*Brief 1*.
Answer these from the passage on nostalgia, one line each:
(a) Above what business was the flat where the writer grew up?
(b) Researchers from which university performed the three studies?
(c) What were participants in the control group asked to listen to?
*Brief 2*.
Carry the passage on nostalgia forward from its final line, adding further ways to bring nostalgia into one's own life.

*Document section*.
-----

So many happy memories come flooding back with the nostalgia of the Jack LaLanne show! I still belly laugh at Jack’s  corny jokes, and contort my face all over the place when Jack leads us in exercises for our face muscles. Reconnecting to something that made me so joyful in childhood still has the power to bring me right back to simpler times, growing up with my parents and sister in a 4-room third floor flat above my grandfather’s shoe store and down the street from my other grandparent’s little grocery market. One memory spawns another and another and I begin to feel like a kid again.

As it turns out, nostalgia really can have the power to be our fountain of youth.  And when we FEEL younger than our chronological age, studies show that we also feel healthier, more confident about our physical abilities, and more optimistic about our future health. In short, this becomes a self-fulfilling prophecy.

Granted, for a small percentage of people, nostalgia can be equated to a kind of sad longing for something lost in the past. But more recent research shows that for most, nostalgia helps people feel more youthful and promotes a greater sense of well-being. A sentimental affection for one’s past, seems to give us a sense of continuity about our lives, and a self-perception of youthfulness. Among other benefits this feeling of youthfulness has translated into more positive recovery from illness, lower levels of C-reactive protein (a marker of inflammation in the body), and an increased level of strength when performing tasks. 

Researchers from North Dakota State University performed three studies that compared participants who were asked to induce nostalgia, by listening to a song they from their childhood, versus the “control” group who were asked to listen to a contemporary song. In all three studies,  the older subjects in the nostalgic group—regardless of gender, felt younger than their chronological age. They were also more optimistic about their health, and had a more positive outlook about their current and future health status as compared to the control group.

So the Jack LaLanne effect is not all in my head after all. I didn’t think so. I have since thought of some other ways to weave the warmth of nostalgia your own life. Here are some of them:

1.Nostalgic Music: For me, it  was Gianni Morandi, Sergio Endrigo, Massimo Ranieri, Iva Zanicchi, Mia Martini, Cream, Mamas and the Papas, Jefferson Airplane, Dusty Springfield, and all those wonderful bands from the “British invasion”. What will you put on your nostalgic playlist?

-----

*Given records*.
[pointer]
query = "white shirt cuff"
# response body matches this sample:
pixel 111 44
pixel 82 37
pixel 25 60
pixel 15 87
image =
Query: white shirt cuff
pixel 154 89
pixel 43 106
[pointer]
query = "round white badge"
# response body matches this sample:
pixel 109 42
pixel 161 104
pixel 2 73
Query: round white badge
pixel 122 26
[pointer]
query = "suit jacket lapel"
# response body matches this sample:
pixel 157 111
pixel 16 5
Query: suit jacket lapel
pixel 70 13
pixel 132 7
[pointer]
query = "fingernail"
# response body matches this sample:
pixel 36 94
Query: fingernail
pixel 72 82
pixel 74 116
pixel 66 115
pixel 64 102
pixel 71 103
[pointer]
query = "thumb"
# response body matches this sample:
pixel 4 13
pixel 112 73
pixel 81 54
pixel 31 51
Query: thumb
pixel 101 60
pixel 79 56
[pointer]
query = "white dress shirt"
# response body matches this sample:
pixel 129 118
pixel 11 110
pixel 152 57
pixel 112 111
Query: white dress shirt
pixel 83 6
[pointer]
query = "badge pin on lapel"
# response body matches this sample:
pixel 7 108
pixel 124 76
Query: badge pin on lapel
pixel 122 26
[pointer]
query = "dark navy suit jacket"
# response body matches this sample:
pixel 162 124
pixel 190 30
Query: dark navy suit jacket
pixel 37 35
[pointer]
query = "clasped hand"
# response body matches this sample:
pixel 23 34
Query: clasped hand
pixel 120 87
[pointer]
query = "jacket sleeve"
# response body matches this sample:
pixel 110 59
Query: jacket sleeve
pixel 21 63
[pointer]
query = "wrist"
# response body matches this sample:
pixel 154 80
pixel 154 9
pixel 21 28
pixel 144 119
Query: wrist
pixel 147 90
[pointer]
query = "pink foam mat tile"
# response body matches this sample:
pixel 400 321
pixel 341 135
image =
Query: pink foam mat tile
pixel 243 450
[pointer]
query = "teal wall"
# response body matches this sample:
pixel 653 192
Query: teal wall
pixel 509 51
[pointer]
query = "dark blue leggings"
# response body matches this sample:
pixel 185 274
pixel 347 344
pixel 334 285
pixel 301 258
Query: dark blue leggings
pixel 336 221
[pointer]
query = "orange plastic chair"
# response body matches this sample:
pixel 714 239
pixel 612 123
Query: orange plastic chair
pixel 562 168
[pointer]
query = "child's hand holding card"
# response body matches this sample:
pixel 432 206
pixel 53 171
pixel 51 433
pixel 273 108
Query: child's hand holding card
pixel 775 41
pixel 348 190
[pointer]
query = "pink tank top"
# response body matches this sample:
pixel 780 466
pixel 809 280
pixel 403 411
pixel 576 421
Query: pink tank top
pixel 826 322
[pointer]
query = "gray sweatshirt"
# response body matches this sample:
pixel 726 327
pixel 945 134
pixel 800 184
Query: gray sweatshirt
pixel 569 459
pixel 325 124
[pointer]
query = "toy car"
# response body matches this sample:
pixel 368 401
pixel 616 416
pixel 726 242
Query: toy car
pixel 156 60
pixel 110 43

-----

*Written answer 1*.
(a) The writer's grandfather's shoe store.
(b) North Dakota State University.
(c) A contemporary song.

*Written answer 2*.
2. Artifacts from yesteryear: I recently located and purchased a perfume that I used to use back in the day—Blue Waltz!  Albeit cheap and sickening sweet there was a magic to it, that all comes back to me when I take a whiff: A boy I might have had a crush on then; a girlfriend I might have snuck out to a dance with, etc.   What product or artifact brings make happy memories from your past?

3. Retro-Dressing:  Online or antique shops often offer jewelry or clothing pieces that have history—and my reconnect you with your own life history. I once found a dress that could have easily been worn on the  I Love Lucy show. Oh, where are you, my Ricky?!!  You may have an article of clothing or piece of jewelry (like your grandfather’s pocket watch etc) that makes you feel happy when you wear it—or even just look at it. I would love to know what it is; please let us know it the comments below!

4. Old TV Shows Have you ever set aside an evening to watch reruns of shows like I love Lucy, the Carol Burnett, Show, I Married Joan, Topper, Leave it to Beaver, Andy of Mayberry, Ted Mack and the Original Amateur Hour, Lassie, Popeye, The Three Stooges–and of course the yearly showing of The Wizard of Oz with Judy Garland. My heart still beats furiously when the wicked witch flies onto the scene!  You may watch these shows or old movies on YouTube, the Turner Classic Movie Channel, or even order them online. The black and white versions are still the best. What are your favorites?

5. Living in Real (not virtual) Time: Since the pandemic (at least for now) seems to have calmed in some locations, whenever possible and safe to do so I like to spend my free time doing old-fashioned activities. Like visiting a friend with a batch of cookies, or shopping at an open-air market. Even taking an adventure drive to explore a new city.   You can also get involved in community theater, go to a library discussion group, or take a guided tour at an art museum. What have you been able to safely do recently that you used to enjoy in the past or in your pre-computer days?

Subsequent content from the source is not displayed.